**AUFGABE 1**
Nenne alle Beispiele für kleine Momente der Lächerlichkeit, die der erste Absatz des Lesetexts aufzählt.
==== LESETEXT ====
Das Unbehagen in der Geschichte

Der Mensch ist ein leidiges Wesen. Ein homo patiens, wenn man so will. Die umfassende Gegenwärtigkeit des Leids drückt sich noch in den kleinsten Momenten der Lächerlichkeit aus: der grelle Schmerz des gestoßenen Fußes, die Absage des Freundes zur gemeinsamen wöchentlichen Qualvorlesung oder mangelnde Koffeinintensität im Blutspiegel bei gleichzeitig hohem Ethanolgehalt an einem Sonntagmorgen. Eine Liste über leidvollen Situation kann der privilegierte europäische Kosmopolit des 21. Jahrhunderts innerhalb weniger Minuten auf die Länge der Marx-Engels-Gesamtausgaben strecken, sofern ihn jemand fragen würde.

Der Begriff Leid fällt etymologisch mit Leidenschaft, Erlebnis und Affekt im griechischen Wort pathos zusammen. Die Dialektik im klassischen Sinne springt den Philologen respektive Philosophen förmlich an: Der Verwendung des Wortes pathos haftet neben Schmerzlichkeit auch ein Schimmer der Hoffnung, ein Gedanke des kreativen Umgangs mit Leid an. Leidenschaftlich, voller Euphorie, Begeisterung und Enthusiasmus gibt sich der Mensch einer Beschäftigung hin. Man könnte, um mit Freud zu sprechen, nun die Verbindung zwischen Leid und Leidenschaft pessimistisch verzerren: Unterdrückte Triebe – etwa durch ein gesellschaftliches Stigma von Homosexualität oder übriger sexueller Präferenz – führen durch Sublimierung [1] zu ästhetischen, literarischen, künstlerischen Leidenschaften. In im weitesten Sinne künstlerischen Objekten drücken sich demnach fehlende, triebartige Erfüllungen aus. Pessimistisch und ambivalent vermittelt sich durch Leid die Chance, aus dem Leiden eine diametrale Kraft auf etwas anderes zu richten [2].

Man könnte die Dialektik des Begriffs jedoch auch optimistischer mit einer Philosophie der Geschichte verbinden: eine Philosophie des Leidens und der Flucht – dem Sprung aus dem unaufhaltsamen Gang der Geschichte. In Walter Benjamins einzigartiger Geschichtsphilosophie fällt Leiden und Erlösung auf emanzipative Art und Weise zusammen. In seinen Geschichtsphilosophischen Thesen treffen sich Vergangenheit, Gegenwart und Zukunft. Das persönliche und geschichtliche Leid vergangener Menschengeschlechter und die Hoffnung, dass diesem perennierenden Leid wohl einmal zu entkommen sei, vergegenständlichen sich im Moment der „schwache[n] messianische[n] Kraft“ [3]. Messianismus drückt bei Benjamin die Hoffnung auf die jedem Moment innewohnende mögliche Erlösung aus der leidigen Kontinuität der Geschichte aus.
==== DATEN ====
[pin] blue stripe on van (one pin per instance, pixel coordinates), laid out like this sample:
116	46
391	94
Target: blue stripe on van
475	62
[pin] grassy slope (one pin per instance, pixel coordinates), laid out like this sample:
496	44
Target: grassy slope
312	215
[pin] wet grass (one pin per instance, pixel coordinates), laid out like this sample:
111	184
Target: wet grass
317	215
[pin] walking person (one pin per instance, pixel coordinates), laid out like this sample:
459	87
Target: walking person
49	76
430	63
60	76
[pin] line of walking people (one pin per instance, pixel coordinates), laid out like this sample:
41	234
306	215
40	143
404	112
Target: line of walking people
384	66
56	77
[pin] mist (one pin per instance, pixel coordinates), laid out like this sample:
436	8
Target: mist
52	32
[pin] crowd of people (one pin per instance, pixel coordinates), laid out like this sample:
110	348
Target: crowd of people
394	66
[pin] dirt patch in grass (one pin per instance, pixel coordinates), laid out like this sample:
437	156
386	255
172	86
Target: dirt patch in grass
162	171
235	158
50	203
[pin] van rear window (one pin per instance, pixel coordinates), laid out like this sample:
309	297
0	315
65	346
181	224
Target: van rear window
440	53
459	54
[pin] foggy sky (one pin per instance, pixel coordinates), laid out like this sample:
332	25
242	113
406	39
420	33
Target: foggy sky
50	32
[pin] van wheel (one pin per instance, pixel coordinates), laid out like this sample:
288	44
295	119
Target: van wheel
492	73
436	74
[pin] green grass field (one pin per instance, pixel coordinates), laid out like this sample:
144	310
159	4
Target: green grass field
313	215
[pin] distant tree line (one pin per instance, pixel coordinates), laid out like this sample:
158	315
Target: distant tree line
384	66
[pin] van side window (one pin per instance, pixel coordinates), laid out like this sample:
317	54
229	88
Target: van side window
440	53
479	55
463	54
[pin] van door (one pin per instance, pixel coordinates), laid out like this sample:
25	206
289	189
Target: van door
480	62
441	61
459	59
====
**AUFGABE 2**
Schreibe die Zeilen der Einträge wortgetreu ab, beginnend mit der Zeile, die „[pin] van rear“ enthält, und fortlaufend bis einschließlich der letzten Zeile der Einträge.

**LÖSUNG 1**
- der grelle Schmerz des gestoßenen Fußes
- die Absage des Freundes zur gemeinsamen wöchentlichen Qualvorlesung
- mangelnde Koffeinintensität im Blutspiegel bei gleichzeitig hohem Ethanolgehalt an einem Sonntagmorgen

**LÖSUNG 2**
[pin] van rear window (one pin per instance, pixel coordinates), laid out like this sample:
309	297
0	315
65	346
181	224
Target: van rear window
440	53
459	54
[pin] foggy sky (one pin per instance, pixel coordinates), laid out like this sample:
332	25
242	113
406	39
420	33
Target: foggy sky
50	32
[pin] van wheel (one pin per instance, pixel coordinates), laid out like this sample:
288	44
295	119
Target: van wheel
492	73
436	74
[pin] green grass field (one pin per instance, pixel coordinates), laid out like this sample:
144	310
159	4
Target: green grass field
313	215
[pin] distant tree line (one pin per instance, pixel coordinates), laid out like this sample:
158	315
Target: distant tree line
384	66
[pin] van side window (one pin per instance, pixel coordinates), laid out like this sample:
317	54
229	88
Target: van side window
440	53
479	55
463	54
[pin] van door (one pin per instance, pixel coordinates), laid out like this sample:
25	206
289	189
Target: van door
480	62
441	61
459	59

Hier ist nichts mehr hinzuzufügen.